▶ PASSAGE FOR REVIEW:

Personal information
- Full name: Evgeni Arkadievich Platov
- Other names: Evgeny Platov Yevgeny Platov
- Born: August 7, 1967 (age 58) Odesa, Ukrainian SSR, Soviet Union
- Height: 1.83 m (6 ft 0 in)

Figure skating career
- Skating club: Army Sports Club, Odesa
- Retired: March 1998

Medal record
Figure skating: Ice dancing
Representing Russia
Winter Olympics
| Gold medal – first place | 1998 Nagano | Ice dancing |
| Gold medal – first place | 1994 Lillehammer | Ice dancing |
World Championships
| Gold medal – first place | 1997 Lausanne | Ice dancing |
| Gold medal – first place | 1996 Edmonton | Ice dancing |
| Gold medal – first place | 1995 Birmingham | Ice dancing |
| Gold medal – first place | 1994 Chiba | Ice dancing |
| Silver medal – second place | 1993 Prague | Ice dancing |
European Championships
| Gold medal – first place | 1998 Milan | Ice dancing |
| Gold medal – first place | 1997 Paris | Ice dancing |
| Gold medal – first place | 1996 Sofia | Ice dancing |
| Silver medal – second place | 1994 Copenhagen | Ice dancing |
| Silver medal – second place | 1993 Helsinki | Ice dancing |
Grand Prix Final
| Gold medal – first place | 1997–98 Munich | Ice dancing |
| Gold medal – first place | 1995–96 Paris | Ice dancing |
Representing CIS ( Unified Team)

▶ RECORDS PROVIDED:

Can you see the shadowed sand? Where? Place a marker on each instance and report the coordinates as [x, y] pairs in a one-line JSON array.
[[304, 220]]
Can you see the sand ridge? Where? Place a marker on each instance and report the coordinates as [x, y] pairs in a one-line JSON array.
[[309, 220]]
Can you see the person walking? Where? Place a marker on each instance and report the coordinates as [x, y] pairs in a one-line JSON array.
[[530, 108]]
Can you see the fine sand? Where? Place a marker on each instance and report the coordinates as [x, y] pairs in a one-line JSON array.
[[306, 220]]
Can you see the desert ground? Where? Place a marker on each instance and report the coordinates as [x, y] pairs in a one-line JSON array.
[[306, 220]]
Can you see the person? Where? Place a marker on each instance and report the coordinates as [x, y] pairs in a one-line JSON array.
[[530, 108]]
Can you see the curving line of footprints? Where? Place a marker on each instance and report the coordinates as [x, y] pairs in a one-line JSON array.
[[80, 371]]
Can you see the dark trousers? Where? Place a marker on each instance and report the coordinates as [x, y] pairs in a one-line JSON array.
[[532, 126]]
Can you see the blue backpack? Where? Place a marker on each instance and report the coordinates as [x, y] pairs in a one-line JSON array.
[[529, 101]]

▶ ACTIVITIES:
a – Answer these from the Evgeni Platov profile:
(i) Which skating club is listed?
(ii) In what month and year did he retire?
(iii) In which city did he win World Championships gold in 1994?
b – Pick up the Evgeni Platov profile after its final line, "Representing CIS ( Unified Team)", and carry it on in the same format.
The items are separate material, unrelated to the Evgeni Platov profile.

▶ ANSWERS TO THE TASKS:
a –
(i) Army Sports Club, Odesa
(ii) March 1998
(iii) Chiba

b –
World Championships
| Bronze medal – third place | 1992 Oakland | Ice dancing |
European Championships
| Bronze medal – third place | 1992 Lausanne | Ice dancing |
Representing Soviet Union
World Junior Championships
| Gold medal – first place | 1986 Sarajevo | Ice dancing |
| Gold medal – first place | 1985 Colorado Springs | Ice dancing |
| Gold medal – first place | 1984 Sapporo | Ice dancing |

= Evgeni Platov =

Russian figure skater (born 1967)

Evgeni Arkadievich Platov (Ukrainian to English: Ev'heni Arkadievich Platov) (Евгений Аркадьевич Платов; born August 7, 1967; Ukrainian: Євген Аркадійович Платов) is a Russian former competitive ice dancer. He is best known for his partnership with Oksana Grishuk from 1989 to 1998. With Grishuk, he is a two-time Olympic champion (1994, 1998), four-time World champion (1994–1997), and three-time European champion (1996–1998).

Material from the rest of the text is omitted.